Problem to solve ::
Give back exactly the lines from the one containing "the yellow wheel" through the end of the records, including both, and no others.

Dataset ::
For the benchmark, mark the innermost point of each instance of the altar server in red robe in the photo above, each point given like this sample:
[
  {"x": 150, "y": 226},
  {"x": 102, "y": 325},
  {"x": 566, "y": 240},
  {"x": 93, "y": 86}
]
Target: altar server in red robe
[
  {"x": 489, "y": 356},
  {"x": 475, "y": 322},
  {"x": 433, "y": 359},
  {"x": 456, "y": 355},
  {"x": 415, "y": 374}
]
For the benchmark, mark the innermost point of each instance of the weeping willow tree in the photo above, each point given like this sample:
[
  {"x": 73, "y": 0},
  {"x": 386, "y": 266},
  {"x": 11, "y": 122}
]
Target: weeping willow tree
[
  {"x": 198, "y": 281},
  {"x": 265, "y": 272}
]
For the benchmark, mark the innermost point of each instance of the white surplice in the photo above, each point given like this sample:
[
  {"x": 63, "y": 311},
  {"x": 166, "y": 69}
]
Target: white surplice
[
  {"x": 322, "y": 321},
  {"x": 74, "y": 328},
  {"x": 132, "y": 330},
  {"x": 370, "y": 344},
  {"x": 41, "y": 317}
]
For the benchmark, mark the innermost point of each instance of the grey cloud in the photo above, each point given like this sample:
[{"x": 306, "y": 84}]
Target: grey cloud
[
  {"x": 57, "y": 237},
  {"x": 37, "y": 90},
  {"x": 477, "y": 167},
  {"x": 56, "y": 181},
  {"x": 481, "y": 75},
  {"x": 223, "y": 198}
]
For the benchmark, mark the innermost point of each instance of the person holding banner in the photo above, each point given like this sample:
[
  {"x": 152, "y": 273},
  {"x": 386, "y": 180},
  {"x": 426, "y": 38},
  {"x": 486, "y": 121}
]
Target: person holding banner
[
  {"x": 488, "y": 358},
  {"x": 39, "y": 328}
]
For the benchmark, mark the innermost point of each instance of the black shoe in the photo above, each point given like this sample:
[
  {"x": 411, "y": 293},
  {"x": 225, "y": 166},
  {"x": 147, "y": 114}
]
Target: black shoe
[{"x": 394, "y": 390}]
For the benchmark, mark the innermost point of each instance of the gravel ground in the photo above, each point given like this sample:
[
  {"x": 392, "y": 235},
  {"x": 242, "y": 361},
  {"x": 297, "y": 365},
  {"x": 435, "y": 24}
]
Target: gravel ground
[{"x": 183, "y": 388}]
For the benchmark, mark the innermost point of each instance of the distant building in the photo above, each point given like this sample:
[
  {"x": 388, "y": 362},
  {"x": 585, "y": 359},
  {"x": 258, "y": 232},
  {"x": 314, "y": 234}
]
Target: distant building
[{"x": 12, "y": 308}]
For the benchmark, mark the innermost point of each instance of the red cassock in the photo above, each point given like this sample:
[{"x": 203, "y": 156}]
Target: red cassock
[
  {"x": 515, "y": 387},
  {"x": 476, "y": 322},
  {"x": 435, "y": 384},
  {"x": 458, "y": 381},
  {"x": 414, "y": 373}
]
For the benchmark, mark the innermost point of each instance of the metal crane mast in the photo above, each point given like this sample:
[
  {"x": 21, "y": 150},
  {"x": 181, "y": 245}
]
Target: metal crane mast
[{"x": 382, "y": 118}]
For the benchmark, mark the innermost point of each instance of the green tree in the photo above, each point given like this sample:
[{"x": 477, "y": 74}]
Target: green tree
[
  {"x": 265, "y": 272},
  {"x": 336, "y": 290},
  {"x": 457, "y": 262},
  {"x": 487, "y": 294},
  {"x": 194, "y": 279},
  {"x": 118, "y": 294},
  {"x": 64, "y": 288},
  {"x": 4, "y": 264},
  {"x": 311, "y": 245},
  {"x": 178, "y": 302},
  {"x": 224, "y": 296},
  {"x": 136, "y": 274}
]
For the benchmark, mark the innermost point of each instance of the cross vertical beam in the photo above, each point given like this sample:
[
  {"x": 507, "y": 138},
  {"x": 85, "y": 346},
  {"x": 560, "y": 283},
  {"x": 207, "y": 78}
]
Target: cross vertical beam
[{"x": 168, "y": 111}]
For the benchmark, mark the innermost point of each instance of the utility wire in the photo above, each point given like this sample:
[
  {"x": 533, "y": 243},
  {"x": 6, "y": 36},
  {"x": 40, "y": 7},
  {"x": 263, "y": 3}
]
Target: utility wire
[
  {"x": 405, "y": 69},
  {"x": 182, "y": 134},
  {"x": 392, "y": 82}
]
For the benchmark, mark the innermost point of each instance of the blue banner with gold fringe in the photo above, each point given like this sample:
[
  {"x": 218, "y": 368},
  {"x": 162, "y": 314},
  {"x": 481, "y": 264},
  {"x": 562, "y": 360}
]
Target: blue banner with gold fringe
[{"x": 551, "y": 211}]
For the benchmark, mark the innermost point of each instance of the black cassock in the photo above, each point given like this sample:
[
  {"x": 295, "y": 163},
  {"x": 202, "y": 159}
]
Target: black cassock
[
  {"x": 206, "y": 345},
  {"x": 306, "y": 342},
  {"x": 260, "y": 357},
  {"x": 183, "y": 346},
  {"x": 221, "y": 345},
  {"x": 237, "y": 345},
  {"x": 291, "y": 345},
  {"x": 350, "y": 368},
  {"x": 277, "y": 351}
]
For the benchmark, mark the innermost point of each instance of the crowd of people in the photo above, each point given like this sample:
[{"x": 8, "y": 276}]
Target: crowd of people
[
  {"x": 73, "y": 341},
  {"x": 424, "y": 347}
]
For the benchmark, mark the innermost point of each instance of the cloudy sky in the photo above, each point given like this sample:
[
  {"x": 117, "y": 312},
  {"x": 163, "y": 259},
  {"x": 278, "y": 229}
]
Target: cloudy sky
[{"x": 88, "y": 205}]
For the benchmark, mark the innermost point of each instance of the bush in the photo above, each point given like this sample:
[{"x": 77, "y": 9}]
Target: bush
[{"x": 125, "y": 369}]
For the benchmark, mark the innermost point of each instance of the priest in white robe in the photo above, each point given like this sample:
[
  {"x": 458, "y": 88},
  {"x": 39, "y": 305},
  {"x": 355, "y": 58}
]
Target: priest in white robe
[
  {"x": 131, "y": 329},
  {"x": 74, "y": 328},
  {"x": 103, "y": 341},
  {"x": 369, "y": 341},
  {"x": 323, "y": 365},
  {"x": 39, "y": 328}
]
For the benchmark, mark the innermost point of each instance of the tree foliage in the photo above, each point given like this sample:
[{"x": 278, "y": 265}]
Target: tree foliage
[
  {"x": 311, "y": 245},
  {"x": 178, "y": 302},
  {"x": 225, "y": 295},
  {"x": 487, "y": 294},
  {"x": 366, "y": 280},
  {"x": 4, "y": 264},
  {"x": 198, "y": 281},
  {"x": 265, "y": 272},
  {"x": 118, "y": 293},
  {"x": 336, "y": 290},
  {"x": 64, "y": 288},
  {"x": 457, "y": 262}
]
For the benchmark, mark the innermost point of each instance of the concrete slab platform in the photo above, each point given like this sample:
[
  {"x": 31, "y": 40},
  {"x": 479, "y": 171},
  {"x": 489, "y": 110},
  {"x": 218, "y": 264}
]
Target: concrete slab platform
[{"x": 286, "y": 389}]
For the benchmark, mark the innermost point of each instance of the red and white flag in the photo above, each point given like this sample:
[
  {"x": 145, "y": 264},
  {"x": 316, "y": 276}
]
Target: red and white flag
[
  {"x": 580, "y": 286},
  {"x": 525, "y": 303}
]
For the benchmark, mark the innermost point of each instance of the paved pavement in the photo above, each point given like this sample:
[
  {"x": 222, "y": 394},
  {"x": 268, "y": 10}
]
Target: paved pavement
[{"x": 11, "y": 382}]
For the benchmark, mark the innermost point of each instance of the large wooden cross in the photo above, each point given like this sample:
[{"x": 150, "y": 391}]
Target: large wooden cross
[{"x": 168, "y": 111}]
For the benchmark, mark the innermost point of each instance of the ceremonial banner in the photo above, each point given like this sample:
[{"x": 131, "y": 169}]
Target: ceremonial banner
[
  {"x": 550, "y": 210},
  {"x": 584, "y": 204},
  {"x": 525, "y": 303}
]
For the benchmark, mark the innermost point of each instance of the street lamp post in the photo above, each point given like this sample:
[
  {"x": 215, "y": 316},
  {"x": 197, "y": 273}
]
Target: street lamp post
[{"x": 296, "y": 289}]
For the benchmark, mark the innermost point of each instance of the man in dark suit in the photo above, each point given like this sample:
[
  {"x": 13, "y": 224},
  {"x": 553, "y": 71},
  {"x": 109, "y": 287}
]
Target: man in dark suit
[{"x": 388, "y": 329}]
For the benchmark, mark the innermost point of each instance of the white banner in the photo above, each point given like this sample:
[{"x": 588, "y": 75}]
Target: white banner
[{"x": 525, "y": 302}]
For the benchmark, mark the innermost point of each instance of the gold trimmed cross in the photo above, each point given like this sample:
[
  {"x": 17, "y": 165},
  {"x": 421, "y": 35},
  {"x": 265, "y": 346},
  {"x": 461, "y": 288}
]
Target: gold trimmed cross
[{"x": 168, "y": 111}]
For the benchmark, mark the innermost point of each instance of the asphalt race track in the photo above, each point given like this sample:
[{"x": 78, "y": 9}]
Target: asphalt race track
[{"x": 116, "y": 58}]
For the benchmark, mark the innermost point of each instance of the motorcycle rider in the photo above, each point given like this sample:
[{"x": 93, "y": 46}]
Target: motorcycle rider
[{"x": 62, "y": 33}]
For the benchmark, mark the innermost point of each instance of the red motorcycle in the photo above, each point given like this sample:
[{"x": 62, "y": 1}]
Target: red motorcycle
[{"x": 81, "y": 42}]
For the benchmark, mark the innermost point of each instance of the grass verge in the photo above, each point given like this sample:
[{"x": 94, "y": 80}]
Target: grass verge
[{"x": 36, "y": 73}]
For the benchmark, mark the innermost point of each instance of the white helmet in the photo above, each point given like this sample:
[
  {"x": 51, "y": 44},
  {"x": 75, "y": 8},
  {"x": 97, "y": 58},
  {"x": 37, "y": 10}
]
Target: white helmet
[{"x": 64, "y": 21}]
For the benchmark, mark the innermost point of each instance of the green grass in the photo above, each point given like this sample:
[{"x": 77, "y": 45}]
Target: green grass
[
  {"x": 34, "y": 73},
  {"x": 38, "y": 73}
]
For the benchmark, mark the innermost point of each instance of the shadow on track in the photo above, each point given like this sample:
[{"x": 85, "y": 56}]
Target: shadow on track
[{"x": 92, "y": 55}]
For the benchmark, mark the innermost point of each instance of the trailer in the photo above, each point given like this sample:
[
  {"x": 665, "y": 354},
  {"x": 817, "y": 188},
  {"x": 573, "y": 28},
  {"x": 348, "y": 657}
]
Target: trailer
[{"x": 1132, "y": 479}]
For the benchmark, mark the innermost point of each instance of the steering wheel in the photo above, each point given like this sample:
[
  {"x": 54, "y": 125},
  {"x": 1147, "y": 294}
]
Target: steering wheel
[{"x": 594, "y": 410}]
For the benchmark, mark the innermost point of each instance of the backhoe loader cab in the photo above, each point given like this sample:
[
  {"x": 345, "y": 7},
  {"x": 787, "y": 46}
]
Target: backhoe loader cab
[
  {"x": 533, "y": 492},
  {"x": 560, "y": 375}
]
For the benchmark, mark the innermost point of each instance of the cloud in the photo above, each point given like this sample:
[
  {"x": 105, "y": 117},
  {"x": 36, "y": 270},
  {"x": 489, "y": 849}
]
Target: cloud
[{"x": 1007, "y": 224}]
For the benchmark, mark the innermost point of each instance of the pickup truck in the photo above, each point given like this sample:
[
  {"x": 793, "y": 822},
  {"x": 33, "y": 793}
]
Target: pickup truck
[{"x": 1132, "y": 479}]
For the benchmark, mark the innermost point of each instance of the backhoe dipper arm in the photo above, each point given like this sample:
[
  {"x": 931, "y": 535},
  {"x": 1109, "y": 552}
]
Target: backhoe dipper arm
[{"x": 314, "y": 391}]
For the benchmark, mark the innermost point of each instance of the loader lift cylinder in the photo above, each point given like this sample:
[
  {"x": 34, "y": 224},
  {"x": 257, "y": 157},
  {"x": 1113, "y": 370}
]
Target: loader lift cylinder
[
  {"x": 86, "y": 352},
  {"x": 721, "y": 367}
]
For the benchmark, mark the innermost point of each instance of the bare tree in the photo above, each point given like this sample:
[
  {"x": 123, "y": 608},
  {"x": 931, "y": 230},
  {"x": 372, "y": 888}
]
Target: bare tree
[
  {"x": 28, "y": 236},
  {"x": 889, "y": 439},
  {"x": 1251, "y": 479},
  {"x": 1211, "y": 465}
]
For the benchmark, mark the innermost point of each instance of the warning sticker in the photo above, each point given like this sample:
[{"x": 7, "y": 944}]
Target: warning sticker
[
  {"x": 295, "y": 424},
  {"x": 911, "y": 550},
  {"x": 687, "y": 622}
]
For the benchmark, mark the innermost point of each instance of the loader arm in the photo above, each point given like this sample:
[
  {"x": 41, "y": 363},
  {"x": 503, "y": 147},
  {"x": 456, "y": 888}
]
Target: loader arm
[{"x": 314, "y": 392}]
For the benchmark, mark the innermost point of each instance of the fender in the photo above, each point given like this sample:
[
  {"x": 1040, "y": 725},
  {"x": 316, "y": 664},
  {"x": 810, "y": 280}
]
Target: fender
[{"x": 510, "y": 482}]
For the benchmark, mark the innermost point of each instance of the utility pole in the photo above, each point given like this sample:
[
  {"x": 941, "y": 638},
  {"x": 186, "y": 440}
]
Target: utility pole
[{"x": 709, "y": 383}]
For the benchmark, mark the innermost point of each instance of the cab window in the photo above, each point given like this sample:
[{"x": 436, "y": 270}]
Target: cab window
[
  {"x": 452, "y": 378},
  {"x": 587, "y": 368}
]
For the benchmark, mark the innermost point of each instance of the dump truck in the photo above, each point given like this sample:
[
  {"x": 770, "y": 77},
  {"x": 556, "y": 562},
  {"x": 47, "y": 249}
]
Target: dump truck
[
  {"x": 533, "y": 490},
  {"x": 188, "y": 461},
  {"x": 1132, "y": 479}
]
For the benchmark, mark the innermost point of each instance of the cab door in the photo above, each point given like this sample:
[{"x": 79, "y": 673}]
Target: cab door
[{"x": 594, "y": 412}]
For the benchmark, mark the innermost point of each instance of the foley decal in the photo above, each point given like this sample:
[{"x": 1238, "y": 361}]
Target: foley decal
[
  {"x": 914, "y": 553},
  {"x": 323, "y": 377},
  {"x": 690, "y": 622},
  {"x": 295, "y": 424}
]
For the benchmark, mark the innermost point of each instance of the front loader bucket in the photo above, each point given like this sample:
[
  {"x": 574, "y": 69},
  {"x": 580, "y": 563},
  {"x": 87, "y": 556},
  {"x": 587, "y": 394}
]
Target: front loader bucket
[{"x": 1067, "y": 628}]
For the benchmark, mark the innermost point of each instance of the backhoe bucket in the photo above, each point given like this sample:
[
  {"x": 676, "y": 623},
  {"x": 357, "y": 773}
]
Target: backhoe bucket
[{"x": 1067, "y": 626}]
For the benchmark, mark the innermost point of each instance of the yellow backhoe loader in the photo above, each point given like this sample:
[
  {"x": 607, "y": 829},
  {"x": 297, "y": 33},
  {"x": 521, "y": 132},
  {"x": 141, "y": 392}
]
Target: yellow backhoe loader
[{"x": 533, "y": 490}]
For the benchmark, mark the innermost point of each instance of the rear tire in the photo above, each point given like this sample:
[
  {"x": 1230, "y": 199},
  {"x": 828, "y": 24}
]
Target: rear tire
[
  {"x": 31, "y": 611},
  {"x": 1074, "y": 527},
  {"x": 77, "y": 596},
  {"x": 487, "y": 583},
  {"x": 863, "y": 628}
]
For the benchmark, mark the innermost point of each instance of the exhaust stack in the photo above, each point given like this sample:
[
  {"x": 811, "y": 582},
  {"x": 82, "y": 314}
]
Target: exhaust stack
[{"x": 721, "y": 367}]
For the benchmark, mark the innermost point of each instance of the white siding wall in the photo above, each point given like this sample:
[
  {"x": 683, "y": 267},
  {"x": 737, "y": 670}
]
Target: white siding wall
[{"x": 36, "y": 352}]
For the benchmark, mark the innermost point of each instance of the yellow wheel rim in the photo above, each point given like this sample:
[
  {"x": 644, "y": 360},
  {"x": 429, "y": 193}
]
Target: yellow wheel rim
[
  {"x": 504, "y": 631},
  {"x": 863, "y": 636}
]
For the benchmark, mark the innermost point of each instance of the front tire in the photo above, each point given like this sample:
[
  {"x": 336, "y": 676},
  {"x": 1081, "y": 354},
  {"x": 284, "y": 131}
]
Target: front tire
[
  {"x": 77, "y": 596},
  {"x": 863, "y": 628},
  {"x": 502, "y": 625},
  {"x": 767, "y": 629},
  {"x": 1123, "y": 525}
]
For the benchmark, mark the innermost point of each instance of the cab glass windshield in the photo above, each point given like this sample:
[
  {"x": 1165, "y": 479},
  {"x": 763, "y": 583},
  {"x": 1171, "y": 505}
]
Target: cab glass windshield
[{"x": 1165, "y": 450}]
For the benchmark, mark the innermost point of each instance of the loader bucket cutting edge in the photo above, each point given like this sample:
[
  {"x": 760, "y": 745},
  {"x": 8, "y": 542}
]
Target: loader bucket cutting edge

Correct response ::
For the benchmark, mark the innermost point of each instance of the yellow wheel rim in the photo above, each point given like this sample:
[
  {"x": 644, "y": 360},
  {"x": 429, "y": 193}
]
Target: yellow wheel rim
[
  {"x": 504, "y": 631},
  {"x": 863, "y": 636}
]
For the benchmark, mark the innermost point of each instance of the front tire in the photo above, each point given like this sample:
[
  {"x": 336, "y": 676},
  {"x": 1081, "y": 354},
  {"x": 284, "y": 131}
]
Target: front tire
[
  {"x": 77, "y": 596},
  {"x": 863, "y": 628},
  {"x": 502, "y": 625},
  {"x": 767, "y": 629},
  {"x": 1123, "y": 525}
]
For the benchmark, mark the innermost point of each instance of the cab glass windshield in the photo above, each point given like this sample:
[
  {"x": 1165, "y": 479},
  {"x": 763, "y": 583},
  {"x": 1171, "y": 505}
]
Target: cab glass windshield
[{"x": 1165, "y": 450}]
For the benchmark, mark the innermost point of each instance of the loader bucket cutting edge in the photo above, each point given like this sample:
[
  {"x": 760, "y": 745},
  {"x": 8, "y": 542}
]
Target: loader bucket cutting edge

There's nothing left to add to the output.